Work to be completed ▸ Reproduce the material from its first line through the line containing "345 385 L 341", with both ends included. Multiply every outline coordinate in the answers by 0.9 and round each result to a whole number, with halves rounding up.

A block of data

══════

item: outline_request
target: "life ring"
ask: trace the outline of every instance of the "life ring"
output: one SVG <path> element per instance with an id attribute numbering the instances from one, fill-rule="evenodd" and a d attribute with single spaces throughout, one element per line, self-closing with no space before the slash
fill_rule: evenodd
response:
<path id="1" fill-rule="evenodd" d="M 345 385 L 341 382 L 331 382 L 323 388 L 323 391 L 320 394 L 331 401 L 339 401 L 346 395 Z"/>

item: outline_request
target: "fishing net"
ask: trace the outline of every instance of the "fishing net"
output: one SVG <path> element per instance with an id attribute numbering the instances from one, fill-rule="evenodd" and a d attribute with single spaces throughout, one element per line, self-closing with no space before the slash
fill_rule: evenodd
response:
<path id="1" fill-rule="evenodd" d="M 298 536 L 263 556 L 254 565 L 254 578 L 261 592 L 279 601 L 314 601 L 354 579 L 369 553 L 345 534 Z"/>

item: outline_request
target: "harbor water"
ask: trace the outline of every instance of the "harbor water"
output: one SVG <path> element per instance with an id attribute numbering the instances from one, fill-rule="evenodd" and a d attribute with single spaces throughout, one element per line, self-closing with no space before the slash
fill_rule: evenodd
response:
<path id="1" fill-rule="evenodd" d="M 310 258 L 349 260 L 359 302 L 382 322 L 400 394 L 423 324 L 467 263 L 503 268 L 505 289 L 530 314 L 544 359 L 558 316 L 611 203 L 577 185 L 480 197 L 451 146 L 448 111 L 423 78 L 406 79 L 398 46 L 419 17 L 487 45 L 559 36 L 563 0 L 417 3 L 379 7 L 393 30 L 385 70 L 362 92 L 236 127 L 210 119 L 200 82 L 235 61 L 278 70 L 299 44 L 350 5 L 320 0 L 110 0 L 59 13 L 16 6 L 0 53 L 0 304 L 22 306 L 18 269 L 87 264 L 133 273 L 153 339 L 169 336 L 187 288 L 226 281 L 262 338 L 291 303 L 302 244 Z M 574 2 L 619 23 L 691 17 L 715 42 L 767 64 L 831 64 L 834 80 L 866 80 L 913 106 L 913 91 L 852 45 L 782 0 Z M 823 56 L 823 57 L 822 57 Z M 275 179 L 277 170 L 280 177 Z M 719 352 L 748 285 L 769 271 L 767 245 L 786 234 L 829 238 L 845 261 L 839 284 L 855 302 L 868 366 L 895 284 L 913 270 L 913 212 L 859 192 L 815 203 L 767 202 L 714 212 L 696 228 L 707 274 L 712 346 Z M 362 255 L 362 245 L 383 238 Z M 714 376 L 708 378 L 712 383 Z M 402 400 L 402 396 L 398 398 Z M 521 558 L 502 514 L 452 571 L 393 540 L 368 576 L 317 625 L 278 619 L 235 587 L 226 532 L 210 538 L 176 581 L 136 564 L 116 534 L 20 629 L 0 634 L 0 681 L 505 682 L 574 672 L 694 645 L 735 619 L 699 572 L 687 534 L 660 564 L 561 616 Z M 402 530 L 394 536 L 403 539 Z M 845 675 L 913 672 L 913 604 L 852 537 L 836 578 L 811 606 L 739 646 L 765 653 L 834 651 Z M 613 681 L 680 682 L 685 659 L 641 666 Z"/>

══════

Written solution ▸
item: outline_request
target: "life ring"
ask: trace the outline of every instance of the "life ring"
output: one SVG <path> element per instance with an id attribute numbering the instances from one, fill-rule="evenodd" and a d attribute with single spaces throughout, one element per line, self-closing with no space before the slash
fill_rule: evenodd
response:
<path id="1" fill-rule="evenodd" d="M 311 347 L 307 344 L 298 344 L 291 349 L 291 352 L 288 355 L 298 361 L 305 361 L 311 356 Z"/>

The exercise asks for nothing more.